# What this exercise asks:
(a) Please copy word for word the stretch of the OpenRouter article from "I'm building a" through "through sub-agent splitting.".
(b) In the OpenRouter article, what is the output price of Claude Haiku 4.5 on Bedrock?

# Text section:
◇ ◇ ◇ ◇ ◇ ◇ ◇
Using OpenRouter's OpenAI-Compatible Models (Grok 4.1 Fast) with Strands Agents

#aws #ai #strandsagents #openrouter

This article is an AI-assisted translation of a Japanese technical article.

Introduction

I'm building a personal AI agent called TONaRi ("tonari" means "next to" in Japanese — named with the idea of an AI that stands next to you and supports your daily life). It's built with Strands Agents + Amazon Bedrock AgentCore, with a VRM-powered 3D avatar frontend using AITuberKit.

In a previous article, I wrote about cost reduction through sub-agent splitting.
https://dev.to/yokomachi/28-tool-definitions-cutting-ai-agent-costs-with-sub-agent-splitting-4dbp

This time, I took cost reduction a step further by making it possible to switch the LLM itself to Grok 4.1 Fast via OpenRouter.

Cost Comparison

Let's compare the costs between Claude Haiku 4.5 (Amazon Bedrock), which I had been using as the main model, and Grok 4.1 Fast (OpenRouter), the new alternative.

	Claude Haiku 4.5 (Bedrock)	Grok 4.1 Fast (OpenRouter)
Input	$1.10 / 1M tokens	$0.20 / 1M tokens
Output	$5.50 / 1M tokens	$0.50 / 1M tokens

That's a significant difference. As I mentioned in the previous article, LLM per-token pricing is by far the biggest cost driver, so reducing the unit price — while maintaining an acceptable quality balance — has the greatest impact.
◇ ◇ ◇ ◇ ◇ ◇ ◇
Records from a dataset:
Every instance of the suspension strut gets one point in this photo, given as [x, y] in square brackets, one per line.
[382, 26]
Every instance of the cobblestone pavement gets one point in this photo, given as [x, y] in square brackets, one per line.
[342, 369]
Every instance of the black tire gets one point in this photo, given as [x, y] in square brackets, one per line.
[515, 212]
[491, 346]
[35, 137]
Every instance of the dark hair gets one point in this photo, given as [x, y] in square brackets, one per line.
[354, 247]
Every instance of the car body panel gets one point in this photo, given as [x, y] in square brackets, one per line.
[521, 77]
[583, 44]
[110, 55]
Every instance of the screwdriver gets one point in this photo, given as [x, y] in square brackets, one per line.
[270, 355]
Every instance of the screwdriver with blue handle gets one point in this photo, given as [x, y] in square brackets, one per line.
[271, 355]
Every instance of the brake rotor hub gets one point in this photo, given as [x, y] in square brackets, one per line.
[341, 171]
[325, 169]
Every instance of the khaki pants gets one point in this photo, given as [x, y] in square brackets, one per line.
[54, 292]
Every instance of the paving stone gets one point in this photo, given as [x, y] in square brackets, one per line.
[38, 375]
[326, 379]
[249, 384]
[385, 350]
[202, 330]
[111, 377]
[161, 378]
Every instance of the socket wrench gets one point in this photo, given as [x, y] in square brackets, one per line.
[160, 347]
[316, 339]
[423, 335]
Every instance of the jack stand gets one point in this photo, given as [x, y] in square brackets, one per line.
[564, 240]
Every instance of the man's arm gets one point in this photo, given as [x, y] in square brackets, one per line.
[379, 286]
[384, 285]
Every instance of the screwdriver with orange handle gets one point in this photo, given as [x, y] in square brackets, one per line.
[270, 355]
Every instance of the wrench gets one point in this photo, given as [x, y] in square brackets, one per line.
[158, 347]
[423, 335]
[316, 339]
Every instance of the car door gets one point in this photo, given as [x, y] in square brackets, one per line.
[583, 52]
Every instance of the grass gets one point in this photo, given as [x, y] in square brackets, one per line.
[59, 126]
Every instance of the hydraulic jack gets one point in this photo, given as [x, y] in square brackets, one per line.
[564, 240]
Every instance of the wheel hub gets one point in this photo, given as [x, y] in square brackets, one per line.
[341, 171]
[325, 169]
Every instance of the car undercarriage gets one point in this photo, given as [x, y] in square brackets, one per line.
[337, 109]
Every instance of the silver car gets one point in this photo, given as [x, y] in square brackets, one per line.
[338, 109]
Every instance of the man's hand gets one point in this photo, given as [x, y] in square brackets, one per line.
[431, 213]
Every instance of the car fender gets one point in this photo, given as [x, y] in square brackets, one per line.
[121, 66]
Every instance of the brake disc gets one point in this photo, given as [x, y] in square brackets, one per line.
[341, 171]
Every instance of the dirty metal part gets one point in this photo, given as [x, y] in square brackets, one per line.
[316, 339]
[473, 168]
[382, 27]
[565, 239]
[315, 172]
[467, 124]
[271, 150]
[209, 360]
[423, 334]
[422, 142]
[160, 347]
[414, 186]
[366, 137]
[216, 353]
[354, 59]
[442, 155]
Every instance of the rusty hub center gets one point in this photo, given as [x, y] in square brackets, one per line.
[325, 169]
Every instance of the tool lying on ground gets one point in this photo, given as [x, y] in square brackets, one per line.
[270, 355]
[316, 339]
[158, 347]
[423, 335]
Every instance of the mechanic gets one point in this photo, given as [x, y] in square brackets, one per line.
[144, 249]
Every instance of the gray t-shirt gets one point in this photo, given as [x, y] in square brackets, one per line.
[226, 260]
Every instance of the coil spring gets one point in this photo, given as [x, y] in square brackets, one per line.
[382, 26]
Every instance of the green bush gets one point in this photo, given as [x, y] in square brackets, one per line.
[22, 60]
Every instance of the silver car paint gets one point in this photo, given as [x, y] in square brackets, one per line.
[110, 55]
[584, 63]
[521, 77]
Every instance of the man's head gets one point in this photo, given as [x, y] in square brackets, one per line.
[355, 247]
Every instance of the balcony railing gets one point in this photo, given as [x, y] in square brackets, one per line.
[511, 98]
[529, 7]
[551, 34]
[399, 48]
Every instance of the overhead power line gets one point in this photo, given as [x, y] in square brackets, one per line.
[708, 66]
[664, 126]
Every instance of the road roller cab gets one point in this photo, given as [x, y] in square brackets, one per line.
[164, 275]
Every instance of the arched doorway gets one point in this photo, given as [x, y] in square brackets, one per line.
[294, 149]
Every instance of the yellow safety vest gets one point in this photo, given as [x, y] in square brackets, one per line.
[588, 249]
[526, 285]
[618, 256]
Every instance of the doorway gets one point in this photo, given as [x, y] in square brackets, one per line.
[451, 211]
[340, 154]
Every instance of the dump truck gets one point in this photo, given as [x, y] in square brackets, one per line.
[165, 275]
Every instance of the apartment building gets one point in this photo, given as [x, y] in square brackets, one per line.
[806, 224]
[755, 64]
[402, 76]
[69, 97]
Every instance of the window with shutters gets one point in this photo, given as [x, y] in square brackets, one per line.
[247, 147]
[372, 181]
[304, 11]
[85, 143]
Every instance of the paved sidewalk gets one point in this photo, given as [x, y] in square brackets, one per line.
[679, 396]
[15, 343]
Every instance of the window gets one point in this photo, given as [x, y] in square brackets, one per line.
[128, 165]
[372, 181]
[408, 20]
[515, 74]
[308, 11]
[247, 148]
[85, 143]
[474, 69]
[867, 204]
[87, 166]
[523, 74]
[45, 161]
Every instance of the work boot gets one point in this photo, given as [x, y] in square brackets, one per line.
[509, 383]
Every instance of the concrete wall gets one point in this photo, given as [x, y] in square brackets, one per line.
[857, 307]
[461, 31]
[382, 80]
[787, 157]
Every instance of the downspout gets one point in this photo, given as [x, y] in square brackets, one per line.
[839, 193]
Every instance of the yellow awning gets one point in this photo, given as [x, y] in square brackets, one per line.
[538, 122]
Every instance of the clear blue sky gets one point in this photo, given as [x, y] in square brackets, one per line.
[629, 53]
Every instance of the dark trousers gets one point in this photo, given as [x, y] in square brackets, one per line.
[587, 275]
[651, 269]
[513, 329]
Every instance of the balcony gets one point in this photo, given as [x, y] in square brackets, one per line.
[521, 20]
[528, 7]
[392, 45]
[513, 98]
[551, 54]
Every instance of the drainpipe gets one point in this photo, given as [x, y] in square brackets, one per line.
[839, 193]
◇ ◇ ◇ ◇ ◇ ◇ ◇
# Responses in order:
(a)
I'm building a personal AI agent called TONaRi ("tonari" means "next to" in Japanese — named with the idea of an AI that stands next to you and supports your daily life). It's built with Strands Agents + Amazon Bedrock AgentCore, with a VRM-powered 3D avatar frontend using AITuberKit.

In a previous article, I wrote about cost reduction through sub-agent splitting.

(b) $5.50 per 1M tokens.